▶ **Brief**: Only an exact copy of the entries will serve as the answer.

*** Working data ***

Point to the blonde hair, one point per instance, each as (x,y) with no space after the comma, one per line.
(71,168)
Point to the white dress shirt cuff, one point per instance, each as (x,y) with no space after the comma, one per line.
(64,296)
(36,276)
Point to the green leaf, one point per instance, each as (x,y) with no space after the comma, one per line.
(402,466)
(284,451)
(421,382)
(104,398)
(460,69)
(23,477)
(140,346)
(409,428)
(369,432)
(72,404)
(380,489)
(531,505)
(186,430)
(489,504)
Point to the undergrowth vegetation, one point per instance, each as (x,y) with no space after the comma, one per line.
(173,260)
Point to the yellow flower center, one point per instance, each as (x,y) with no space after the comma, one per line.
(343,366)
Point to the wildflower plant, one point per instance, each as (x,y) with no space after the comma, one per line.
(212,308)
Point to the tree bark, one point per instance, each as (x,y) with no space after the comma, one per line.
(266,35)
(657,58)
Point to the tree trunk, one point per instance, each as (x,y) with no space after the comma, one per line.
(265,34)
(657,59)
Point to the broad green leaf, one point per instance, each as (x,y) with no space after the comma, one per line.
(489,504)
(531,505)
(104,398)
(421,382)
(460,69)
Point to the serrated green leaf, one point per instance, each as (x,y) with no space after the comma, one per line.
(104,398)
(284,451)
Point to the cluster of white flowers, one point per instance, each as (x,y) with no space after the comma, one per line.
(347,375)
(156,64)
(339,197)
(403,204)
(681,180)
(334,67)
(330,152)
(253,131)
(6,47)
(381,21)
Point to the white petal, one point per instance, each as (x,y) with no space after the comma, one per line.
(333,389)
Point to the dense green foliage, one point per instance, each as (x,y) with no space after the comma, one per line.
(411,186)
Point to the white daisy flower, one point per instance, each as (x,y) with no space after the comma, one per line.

*** End of Working data ***

▶ **Solution**:
Point to the blonde hair, one point per instance, each as (x,y) with no space after the comma, one per line.
(71,168)
Point to the white dress shirt cuff, one point per instance, each as (x,y) with no space after the comma, one per line.
(64,296)
(36,276)
Point to the green leaf, one point per instance, each as (x,y) with no space after the comma, one per line.
(402,466)
(284,451)
(421,382)
(104,398)
(460,69)
(23,477)
(140,346)
(409,428)
(369,432)
(72,404)
(380,489)
(531,505)
(186,430)
(489,504)
Point to the undergrowth vegetation, one point per instance, each as (x,y) with no space after the comma, one per line.
(173,260)
Point to the yellow flower center, one point per instance, each as (x,y) with no space after the comma, one per line.
(343,366)
Point to the wildflower plant, one point per instance, each as (x,y) with no space after the comma, one per line.
(212,308)
Point to the tree bark, one point per instance, each as (x,y) with no space after the comma, one per line.
(266,35)
(657,58)
Point to the tree trunk, one point per instance, each as (x,y) with no space after the comma, one per line.
(265,34)
(657,59)
Point to the broad green leaf, one point per instance, each as (x,y) with no space after the comma, one per line.
(489,504)
(531,505)
(104,398)
(421,382)
(460,69)
Point to the serrated green leaf, one point per instance, each as (x,y) with no space after the comma, one per line.
(104,398)
(284,451)
Point to the cluster of white flowers, one point per instance, each as (x,y) with no space after the comma, one per line.
(347,375)
(156,64)
(339,197)
(403,204)
(681,180)
(334,67)
(330,152)
(253,131)
(6,47)
(381,21)
Point to the white petal, one point per instance, each as (x,y) with no space after the comma, one per line.
(333,389)
Point to the dense green foliage, one point per instance, each as (x,y) with no space after the comma, one per line.
(411,186)
Point to the white daisy flower, one point per instance, each as (x,y) with no space after the comma, one per line.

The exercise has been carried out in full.